EXERCISE DETAILS ->
According to the memoir passage about Pembroke, Ontario, which two cities is Pembroke almost exactly halfway between?

PASSAGE TO READ ->
----

We lived in a farmhouse along the main road out from the town of Pembroke in Ontario Canada. To this day I'm not sure which side of town we were on but since the road went to Ottawa one way and North Bay the next I like to think I was on the way to our nation's capital.

I was baptised at either Holy Trinity Anglican Church or St Luke's. As with much of my very early life I'm still working on clarifying that detail. Again if I had to pick I'd choose Holy Trinity because I seem to have an affinity for those, but I've nothing against St. Luke so it could be either.

The population of Pembroke has been rather stagnant for most of the time I've been alive. In the period between 1941 and 2011 the town has mostly stuck between 11,000 and 14,000 people with a decade long spike into the 16,000's around the time I was born. It's a way station along the Ottawa River, almost exactly half way between North Bay and Ottawa.

For much of history Pembroke's primary industry was lumber and what's what brought Len Davidson and his family to it. Len was a veneer man and he dragged his brood where the work was. This branch of the family began near Saint John, New Brunswick; went to Latuque, Quebec and then back and forth a couple of times between Chicoutimi and Pembroke. It was on the second pass that I joined it but it's at this point that things get complicated.

I have 5 brothers. Only 4 of them know about me. My mom and Len had Bruce and Michael in New Brunswick; Bryan and Don in Quebec but by the time they returned to Pembroke a second time the marriage was one of compromise. There are nine years between the first and fouth, and a decade after their last boy there's me.

Mom's told me she'd long suspected Len may have cheated on her the first time they lived in Pembroke, but she wasn't sure because he had been generally cold and stoic to her most of their marriage.

As a young adult she'd been such a mess, unable to settle down, unable to secure stable footing, that his calmness had originally been what drew her to him; but over the decades the lack of involvement, both in her life and the 4 children they had, resulted in a gulf between them.

Most of the time he was embarrassed of her. Most of the time she was starving for his attention. This was the 1950's when divorce would only be granted if one party could prove adultery and single mothers needed skills to survive without social services.

----

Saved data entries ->
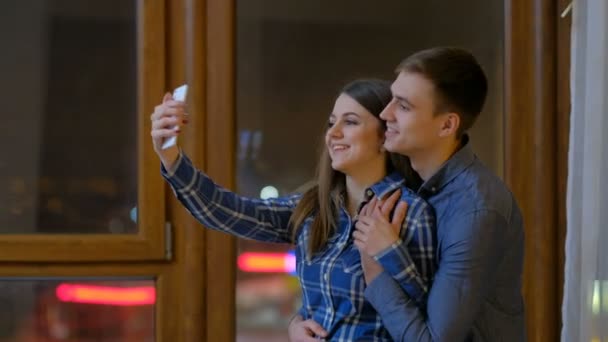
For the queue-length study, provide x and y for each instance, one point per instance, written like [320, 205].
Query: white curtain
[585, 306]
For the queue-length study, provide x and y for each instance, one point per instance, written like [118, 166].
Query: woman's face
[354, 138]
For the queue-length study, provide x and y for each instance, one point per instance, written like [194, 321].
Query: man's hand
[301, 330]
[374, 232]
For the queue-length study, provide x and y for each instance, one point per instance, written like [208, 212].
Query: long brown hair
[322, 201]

----

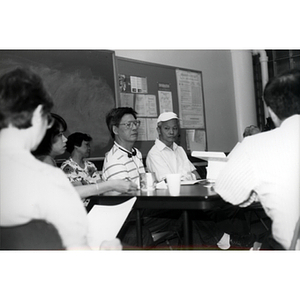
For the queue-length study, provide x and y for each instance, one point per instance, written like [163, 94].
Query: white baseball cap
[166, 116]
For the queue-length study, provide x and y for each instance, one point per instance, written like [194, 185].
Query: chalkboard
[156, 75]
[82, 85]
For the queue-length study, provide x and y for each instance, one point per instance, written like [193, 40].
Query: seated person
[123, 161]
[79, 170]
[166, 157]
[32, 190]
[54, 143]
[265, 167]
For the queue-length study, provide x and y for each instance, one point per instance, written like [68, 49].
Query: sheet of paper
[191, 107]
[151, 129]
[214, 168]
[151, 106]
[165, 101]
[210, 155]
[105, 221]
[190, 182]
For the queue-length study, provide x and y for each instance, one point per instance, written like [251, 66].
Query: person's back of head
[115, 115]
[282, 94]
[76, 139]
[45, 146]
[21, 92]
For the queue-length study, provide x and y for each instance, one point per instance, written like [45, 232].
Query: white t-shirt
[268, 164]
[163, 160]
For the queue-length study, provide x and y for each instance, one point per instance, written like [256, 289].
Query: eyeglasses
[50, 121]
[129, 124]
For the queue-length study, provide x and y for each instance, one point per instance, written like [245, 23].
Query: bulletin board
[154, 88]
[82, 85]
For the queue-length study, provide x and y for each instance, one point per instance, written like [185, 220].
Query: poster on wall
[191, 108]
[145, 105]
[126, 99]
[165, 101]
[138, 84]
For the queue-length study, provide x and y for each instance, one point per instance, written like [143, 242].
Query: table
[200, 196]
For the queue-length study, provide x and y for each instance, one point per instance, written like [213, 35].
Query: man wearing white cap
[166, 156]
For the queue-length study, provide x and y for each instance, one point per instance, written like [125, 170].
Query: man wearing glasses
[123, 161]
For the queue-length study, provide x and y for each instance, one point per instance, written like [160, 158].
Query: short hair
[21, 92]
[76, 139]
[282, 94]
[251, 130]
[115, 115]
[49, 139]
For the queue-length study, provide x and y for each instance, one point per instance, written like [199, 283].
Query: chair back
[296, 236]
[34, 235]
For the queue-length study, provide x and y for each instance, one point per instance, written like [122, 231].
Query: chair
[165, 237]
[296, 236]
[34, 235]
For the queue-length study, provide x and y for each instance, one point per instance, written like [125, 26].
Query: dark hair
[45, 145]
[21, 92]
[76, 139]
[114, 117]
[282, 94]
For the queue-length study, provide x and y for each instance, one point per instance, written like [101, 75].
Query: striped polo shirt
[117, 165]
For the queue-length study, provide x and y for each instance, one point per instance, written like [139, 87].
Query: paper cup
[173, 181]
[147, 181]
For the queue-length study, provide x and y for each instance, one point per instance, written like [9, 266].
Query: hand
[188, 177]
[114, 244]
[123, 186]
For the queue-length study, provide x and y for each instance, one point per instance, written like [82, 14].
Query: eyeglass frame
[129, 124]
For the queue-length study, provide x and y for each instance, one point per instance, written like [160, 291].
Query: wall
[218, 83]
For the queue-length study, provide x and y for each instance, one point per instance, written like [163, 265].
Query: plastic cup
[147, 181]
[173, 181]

----

WRITTEN SOLUTION ->
North Bay and Ottawa.